> **WHAT IS NEEDED**:
Given the material below, return only the lines starting at the line with "Target: white pillow" and ending at the line with "Target: white wall", exactly as they appear.

> **DATA TO EXAMINE**:

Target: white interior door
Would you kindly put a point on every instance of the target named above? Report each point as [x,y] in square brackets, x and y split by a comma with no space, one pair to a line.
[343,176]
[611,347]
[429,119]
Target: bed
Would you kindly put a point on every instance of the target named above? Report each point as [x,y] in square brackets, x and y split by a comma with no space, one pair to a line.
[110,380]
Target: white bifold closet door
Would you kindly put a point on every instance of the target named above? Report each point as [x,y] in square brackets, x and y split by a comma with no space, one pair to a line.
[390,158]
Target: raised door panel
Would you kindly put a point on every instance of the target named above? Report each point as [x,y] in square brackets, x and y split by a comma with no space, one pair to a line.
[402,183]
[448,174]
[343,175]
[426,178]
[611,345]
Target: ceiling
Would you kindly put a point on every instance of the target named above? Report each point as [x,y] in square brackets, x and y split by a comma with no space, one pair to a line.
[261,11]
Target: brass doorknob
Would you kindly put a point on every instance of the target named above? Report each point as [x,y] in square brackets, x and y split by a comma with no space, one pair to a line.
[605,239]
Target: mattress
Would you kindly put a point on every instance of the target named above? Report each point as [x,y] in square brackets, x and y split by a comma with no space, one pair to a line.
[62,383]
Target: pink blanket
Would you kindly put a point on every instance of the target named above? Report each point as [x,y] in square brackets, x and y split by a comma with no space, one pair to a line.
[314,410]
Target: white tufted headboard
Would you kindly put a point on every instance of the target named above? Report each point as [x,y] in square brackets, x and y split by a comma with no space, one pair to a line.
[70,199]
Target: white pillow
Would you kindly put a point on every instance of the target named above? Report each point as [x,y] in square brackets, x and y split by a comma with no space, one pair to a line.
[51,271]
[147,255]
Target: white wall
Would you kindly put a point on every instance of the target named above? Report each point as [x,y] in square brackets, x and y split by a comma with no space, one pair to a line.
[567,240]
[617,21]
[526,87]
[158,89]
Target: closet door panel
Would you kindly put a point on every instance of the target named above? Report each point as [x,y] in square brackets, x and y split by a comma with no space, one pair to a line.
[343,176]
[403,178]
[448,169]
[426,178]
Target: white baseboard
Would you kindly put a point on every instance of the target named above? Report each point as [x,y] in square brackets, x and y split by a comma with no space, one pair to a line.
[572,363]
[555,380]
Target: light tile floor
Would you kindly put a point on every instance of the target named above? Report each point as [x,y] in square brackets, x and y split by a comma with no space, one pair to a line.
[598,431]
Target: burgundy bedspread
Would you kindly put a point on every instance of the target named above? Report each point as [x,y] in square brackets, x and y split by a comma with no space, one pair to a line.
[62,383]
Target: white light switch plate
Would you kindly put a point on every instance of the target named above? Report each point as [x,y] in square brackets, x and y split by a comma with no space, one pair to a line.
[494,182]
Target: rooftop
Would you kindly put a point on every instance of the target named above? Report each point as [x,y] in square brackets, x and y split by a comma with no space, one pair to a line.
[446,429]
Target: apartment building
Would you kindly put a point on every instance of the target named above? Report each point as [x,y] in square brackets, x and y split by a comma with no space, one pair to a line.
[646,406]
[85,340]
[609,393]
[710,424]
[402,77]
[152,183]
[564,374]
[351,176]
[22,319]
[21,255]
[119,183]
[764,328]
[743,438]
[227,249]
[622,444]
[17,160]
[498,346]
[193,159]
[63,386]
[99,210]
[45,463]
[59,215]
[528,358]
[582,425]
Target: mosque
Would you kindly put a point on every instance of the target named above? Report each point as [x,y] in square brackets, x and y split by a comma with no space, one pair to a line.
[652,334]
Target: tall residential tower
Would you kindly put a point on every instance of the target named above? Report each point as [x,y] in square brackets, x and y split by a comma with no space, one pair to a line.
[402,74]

> **ANSWER SECTION**:
Target: white pillow
Would you kindly put a point on every instance of the target named above? Report each point as [x,y] in square brackets, x and y split by a comma with no space, one pair to a line.
[51,271]
[147,255]
Target: white wall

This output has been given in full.